▸ GOAL OF THE EXERCISE
Update the rows below by replacing every "pick out" with "locate", leaving everything else unchanged.

[A block of data]
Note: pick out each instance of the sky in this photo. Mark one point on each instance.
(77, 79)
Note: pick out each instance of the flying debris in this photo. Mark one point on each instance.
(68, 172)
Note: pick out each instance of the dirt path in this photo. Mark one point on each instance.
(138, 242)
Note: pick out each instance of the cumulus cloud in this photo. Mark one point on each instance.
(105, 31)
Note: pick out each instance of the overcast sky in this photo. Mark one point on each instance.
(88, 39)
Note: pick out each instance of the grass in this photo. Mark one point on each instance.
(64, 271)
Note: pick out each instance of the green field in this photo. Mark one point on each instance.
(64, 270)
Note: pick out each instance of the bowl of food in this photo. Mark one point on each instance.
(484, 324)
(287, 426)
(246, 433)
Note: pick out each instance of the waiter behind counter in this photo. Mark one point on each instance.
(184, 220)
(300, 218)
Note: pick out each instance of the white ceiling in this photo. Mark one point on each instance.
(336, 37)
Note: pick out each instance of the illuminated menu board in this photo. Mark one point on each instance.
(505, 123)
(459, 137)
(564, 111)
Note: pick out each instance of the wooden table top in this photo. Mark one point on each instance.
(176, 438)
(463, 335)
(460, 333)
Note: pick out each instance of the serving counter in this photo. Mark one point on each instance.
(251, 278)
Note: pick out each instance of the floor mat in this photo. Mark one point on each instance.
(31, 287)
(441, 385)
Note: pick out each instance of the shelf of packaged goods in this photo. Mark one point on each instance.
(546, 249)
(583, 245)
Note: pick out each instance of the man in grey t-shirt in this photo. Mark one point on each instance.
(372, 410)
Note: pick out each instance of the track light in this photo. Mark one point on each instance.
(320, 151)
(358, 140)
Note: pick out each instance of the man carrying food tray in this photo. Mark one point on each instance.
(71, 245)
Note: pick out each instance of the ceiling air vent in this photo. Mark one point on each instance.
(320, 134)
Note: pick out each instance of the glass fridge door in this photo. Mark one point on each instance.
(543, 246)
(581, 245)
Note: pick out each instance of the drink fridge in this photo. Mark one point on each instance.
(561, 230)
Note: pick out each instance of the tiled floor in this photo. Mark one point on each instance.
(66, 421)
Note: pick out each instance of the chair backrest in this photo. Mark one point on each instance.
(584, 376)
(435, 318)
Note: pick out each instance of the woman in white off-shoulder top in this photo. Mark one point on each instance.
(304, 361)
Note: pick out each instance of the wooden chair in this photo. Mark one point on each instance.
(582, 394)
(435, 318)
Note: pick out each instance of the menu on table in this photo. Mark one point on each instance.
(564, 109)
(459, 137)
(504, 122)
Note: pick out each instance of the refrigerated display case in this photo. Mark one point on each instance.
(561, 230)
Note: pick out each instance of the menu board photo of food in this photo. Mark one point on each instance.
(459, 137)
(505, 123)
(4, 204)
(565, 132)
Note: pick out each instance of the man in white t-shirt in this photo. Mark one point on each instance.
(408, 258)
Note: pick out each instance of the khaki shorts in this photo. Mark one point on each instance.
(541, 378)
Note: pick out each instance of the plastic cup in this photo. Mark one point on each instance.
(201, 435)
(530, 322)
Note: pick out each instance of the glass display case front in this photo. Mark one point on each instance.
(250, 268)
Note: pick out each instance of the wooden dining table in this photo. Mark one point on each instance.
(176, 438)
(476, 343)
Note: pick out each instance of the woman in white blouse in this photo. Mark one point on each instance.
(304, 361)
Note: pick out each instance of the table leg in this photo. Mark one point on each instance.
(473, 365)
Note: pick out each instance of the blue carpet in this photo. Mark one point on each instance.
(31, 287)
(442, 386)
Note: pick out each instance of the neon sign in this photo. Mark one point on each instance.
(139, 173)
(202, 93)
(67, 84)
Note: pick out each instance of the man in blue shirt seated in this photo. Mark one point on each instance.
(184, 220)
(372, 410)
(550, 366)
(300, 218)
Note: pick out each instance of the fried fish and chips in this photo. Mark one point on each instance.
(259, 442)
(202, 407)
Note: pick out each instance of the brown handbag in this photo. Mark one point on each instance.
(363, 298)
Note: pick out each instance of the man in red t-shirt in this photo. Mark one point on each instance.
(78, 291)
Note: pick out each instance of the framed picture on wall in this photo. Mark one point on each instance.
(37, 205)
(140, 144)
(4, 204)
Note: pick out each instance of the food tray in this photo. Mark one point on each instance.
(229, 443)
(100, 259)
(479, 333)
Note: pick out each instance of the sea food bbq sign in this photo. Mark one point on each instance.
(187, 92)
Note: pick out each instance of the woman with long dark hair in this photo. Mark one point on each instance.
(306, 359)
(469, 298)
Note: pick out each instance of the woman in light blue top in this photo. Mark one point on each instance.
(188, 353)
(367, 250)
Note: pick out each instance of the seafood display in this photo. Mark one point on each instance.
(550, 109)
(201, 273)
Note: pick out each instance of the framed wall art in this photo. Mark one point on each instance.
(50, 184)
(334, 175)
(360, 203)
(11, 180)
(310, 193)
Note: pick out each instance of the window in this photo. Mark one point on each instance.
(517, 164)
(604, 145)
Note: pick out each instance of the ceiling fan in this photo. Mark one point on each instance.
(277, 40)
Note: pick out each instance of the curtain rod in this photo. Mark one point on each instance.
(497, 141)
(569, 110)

▸ SOLVED EXERCISE
Note: locate each instance of the sky in this photo. Mark one point on each instance.
(77, 79)
Note: locate each instance of the flying debris in this photo. Mark one point on each instance.
(68, 172)
Note: locate each instance of the dirt path in this photo. Mark one point on each instance.
(138, 242)
Note: locate each instance of the cumulus cloud in this photo. Mark one point on each instance.
(105, 31)
Note: locate each instance of the overcast sky in this photo. Mark one point on each instance.
(88, 39)
Note: locate each instance of the grass in this photo. Mark one point on each instance.
(64, 271)
Note: locate each instance of the green field in this photo. Mark one point on each instance.
(64, 270)
Note: locate each instance of the bowl of food in this photo. Mark one point on each instance.
(484, 324)
(287, 426)
(246, 433)
Note: locate each instance of the waiter behind counter in this photo. Mark one point on each instance.
(184, 220)
(300, 218)
Note: locate each instance of the white ceiling in this photo. Mark one point on each instance.
(336, 37)
Note: locate each instance of the illuminated menu board in this photo. Mark one point on each instance.
(505, 123)
(459, 137)
(564, 111)
Note: locate each instance of the wooden table top in this photo. Mark one point on each instance.
(176, 438)
(463, 335)
(460, 333)
Note: locate each instance of the serving counter in this photo. Mark one point on each instance.
(251, 278)
Note: locate each instance of the floor mat in this photo. Mark one point on each instance.
(31, 287)
(441, 385)
Note: locate each instance of the shelf of packaged goods in this photo. Mark one point on each instance.
(546, 249)
(583, 245)
Note: locate each instance of the man in grey t-shirt in this photo. Mark one point on each instance.
(372, 410)
Note: locate each instance of the track light in this photo. Mark one point on each instance.
(320, 151)
(358, 140)
Note: locate each instance of the man carrying food tray in this photo. Mark one point on each instance.
(71, 245)
Note: locate each instance of the ceiling air vent in this photo. Mark one point on each instance.
(320, 134)
Note: locate each instance of the glass fridge door in this photo. Mark one point on each instance.
(543, 246)
(581, 245)
Note: locate each instance of the drink fridge in this photo. Mark one point on each instance.
(561, 230)
Note: locate each instance of the tiled floor in this photo. Mark one point on each instance.
(66, 421)
Note: locate each instance of the chair backrest in this photo. Mark one point on each instance.
(584, 376)
(435, 318)
Note: locate each instance of the woman in white off-shoulder top in this photo. Mark one point on each instance.
(304, 361)
Note: locate each instance of the wooden chair in this photo. Mark one point on each instance.
(582, 394)
(435, 318)
Note: locate each instance of the menu on table in this photo. Mark one point on each instance.
(564, 109)
(459, 137)
(504, 122)
Note: locate each instance of the refrigerated display case in this photo. Mark one point on each instance.
(561, 230)
Note: locate each instance of the menu board photo of food in this photo. Mark one point on each instance.
(459, 137)
(505, 123)
(4, 204)
(565, 132)
Note: locate each instance of the man in white t-shirt in this photo. Mark one point on each instance.
(408, 258)
Note: locate each instance of the khaki shorts in this photo. Mark one point on each instance.
(541, 378)
Note: locate each instance of the plastic cup in this photo. Mark one point on each instance.
(201, 435)
(530, 322)
Note: locate each instance of the glass display case front in this photo. Mark one point on each instance.
(250, 268)
Note: locate each instance of the wooden dining table in this photo. Mark one point on each instance.
(176, 438)
(476, 343)
Note: locate each instance of the woman in white blouse in this photo. Mark one point on each instance.
(304, 361)
Note: locate each instance of the table leg in this photo. Mark one point on each instance.
(473, 365)
Note: locate each instance of the blue carpet in this photo. Mark one point on each instance.
(31, 287)
(442, 386)
Note: locate each instance of the neon sign in this photo. Mark one point on each instance.
(139, 173)
(202, 93)
(67, 84)
Note: locate each instance of the man in blue shirt seated in this photo. Mark one point on each instance.
(184, 220)
(372, 410)
(550, 366)
(300, 218)
Note: locate each instance of the fried fish and chips in this photo. Mark one point on each instance.
(259, 442)
(202, 407)
Note: locate each instance of the brown handbag in this photo. Mark one point on each instance.
(363, 298)
Note: locate each instance of the man in red t-shirt in this photo. Mark one point on each instance.
(78, 291)
Note: locate each instance of the framed picture on wall in this photo. Mark one point on each instance.
(37, 205)
(140, 144)
(4, 204)
Note: locate each instance of the food tray in this photo. Mark one point on each instance.
(229, 443)
(100, 259)
(479, 333)
Note: locate each instance of the sea food bbq sign in this photo. Mark one point on each instance.
(187, 92)
Note: locate each instance of the woman with long dark hair in this photo. Mark one point on each instance.
(306, 359)
(469, 298)
Note: locate each instance of the woman in light blue top in this photo. Mark one point on each instance.
(188, 353)
(367, 250)
Note: locate each instance of the seafood display in this photo. Mark one point on each instance.
(550, 109)
(201, 273)
Note: locate each instance of the framed wall art in this photo. Mark one point on each instance.
(50, 184)
(334, 175)
(360, 203)
(11, 180)
(310, 193)
Note: locate each instance of the window in this photo. Mark one point on each instance.
(517, 164)
(604, 145)
Note: locate each instance of the ceiling fan in this photo. Mark one point on each instance.
(277, 40)
Note: locate each instance of the curtain rod in this photo. Mark one point on each instance.
(497, 141)
(569, 110)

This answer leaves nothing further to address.